[Pointing dataset excerpts]
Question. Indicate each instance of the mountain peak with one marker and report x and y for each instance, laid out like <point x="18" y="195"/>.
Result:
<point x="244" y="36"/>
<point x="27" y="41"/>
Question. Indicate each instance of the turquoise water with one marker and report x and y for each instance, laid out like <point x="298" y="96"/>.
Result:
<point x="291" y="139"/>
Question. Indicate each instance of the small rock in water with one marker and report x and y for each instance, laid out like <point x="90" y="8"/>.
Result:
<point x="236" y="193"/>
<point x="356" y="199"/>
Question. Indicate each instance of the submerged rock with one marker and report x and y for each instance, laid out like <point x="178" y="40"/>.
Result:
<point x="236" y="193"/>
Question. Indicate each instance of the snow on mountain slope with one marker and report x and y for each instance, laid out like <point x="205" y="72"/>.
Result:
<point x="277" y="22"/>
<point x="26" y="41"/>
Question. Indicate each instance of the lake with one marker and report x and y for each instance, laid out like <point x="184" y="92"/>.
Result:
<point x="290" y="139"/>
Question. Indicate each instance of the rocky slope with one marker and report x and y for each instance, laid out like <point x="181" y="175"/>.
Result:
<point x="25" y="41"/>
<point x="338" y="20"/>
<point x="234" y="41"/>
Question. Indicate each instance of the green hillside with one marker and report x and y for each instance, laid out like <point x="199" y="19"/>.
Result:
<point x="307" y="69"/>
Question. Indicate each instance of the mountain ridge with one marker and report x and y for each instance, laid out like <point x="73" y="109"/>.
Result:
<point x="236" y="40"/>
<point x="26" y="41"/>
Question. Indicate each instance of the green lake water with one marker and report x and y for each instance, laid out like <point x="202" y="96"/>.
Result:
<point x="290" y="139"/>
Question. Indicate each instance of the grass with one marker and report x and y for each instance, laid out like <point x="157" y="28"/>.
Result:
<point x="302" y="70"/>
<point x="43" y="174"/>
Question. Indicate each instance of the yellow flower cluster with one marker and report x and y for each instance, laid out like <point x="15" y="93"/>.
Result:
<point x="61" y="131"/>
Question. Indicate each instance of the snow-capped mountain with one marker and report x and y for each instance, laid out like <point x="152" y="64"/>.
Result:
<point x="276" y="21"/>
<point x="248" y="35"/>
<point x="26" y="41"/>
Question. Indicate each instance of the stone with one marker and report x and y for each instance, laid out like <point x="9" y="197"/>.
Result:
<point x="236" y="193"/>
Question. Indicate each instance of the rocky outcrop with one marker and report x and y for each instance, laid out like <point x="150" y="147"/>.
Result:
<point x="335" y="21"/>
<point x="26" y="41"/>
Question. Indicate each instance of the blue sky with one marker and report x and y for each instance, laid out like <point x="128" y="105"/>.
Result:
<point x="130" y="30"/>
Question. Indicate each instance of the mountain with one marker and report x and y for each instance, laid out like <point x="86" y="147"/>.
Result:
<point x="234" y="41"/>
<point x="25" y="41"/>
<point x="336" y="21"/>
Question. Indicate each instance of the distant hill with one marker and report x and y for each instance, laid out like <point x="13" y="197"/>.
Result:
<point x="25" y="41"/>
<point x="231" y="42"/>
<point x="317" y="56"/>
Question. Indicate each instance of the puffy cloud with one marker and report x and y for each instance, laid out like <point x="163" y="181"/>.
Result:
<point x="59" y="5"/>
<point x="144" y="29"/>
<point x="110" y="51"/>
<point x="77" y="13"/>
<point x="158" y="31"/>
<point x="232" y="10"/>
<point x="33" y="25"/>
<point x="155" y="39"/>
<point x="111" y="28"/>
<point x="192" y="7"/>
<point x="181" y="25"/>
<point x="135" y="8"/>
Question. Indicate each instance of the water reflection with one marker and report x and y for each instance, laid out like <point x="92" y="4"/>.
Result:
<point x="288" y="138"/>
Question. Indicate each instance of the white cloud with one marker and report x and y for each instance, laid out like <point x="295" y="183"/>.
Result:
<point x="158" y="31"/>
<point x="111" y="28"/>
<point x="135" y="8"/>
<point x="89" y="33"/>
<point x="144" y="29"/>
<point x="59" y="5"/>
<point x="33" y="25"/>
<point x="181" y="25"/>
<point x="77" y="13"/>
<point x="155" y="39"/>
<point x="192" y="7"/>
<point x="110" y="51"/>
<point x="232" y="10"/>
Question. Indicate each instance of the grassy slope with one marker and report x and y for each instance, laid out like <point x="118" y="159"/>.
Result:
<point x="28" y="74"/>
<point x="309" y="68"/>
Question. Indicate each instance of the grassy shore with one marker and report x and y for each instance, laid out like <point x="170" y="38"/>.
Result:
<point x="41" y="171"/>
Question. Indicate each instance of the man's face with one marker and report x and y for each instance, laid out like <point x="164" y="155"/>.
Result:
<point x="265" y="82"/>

Instruction: Everything from the line containing "Question. Indicate each instance of the mountain with" to the last line of the entries above should be quoted exactly, and only that.

Response to this exercise:
Question. Indicate each instance of the mountain with one marker and report x and y for each instance, laid out like <point x="86" y="147"/>.
Result:
<point x="234" y="41"/>
<point x="25" y="41"/>
<point x="336" y="21"/>
Question. Indicate each instance of the distant hill with one marker and report x and y for each instance, laid out like <point x="13" y="197"/>.
Result:
<point x="25" y="41"/>
<point x="231" y="42"/>
<point x="317" y="56"/>
Question. Indicate each instance of the puffy cloud with one marker and report x and y for each instance, laid out like <point x="163" y="181"/>.
Result:
<point x="59" y="5"/>
<point x="144" y="29"/>
<point x="110" y="51"/>
<point x="77" y="13"/>
<point x="158" y="31"/>
<point x="232" y="10"/>
<point x="33" y="25"/>
<point x="155" y="39"/>
<point x="111" y="28"/>
<point x="192" y="7"/>
<point x="181" y="25"/>
<point x="135" y="8"/>
Question. Indicate each instance of the water reflection with one marker and report x and y for each instance, laid out like <point x="92" y="4"/>.
Result:
<point x="288" y="138"/>
Question. Indicate each instance of the white cloud with one marker and report x and y for each instance, laid out like <point x="295" y="183"/>.
Result:
<point x="158" y="31"/>
<point x="111" y="28"/>
<point x="135" y="8"/>
<point x="89" y="33"/>
<point x="144" y="29"/>
<point x="59" y="5"/>
<point x="33" y="25"/>
<point x="181" y="25"/>
<point x="77" y="13"/>
<point x="155" y="39"/>
<point x="192" y="7"/>
<point x="110" y="51"/>
<point x="232" y="10"/>
Question. Indicate each instance of the grassy slope with one marker and report x and y for each instance, laid out like <point x="118" y="159"/>.
Result:
<point x="28" y="74"/>
<point x="309" y="68"/>
Question. Indicate each instance of the grassy shore with one marker and report x and y for each instance, laid out like <point x="170" y="38"/>.
Result:
<point x="41" y="171"/>
Question. Indicate each instance of the man's face with one marker and report x and y for each instance, laid out like <point x="164" y="155"/>.
Result:
<point x="265" y="82"/>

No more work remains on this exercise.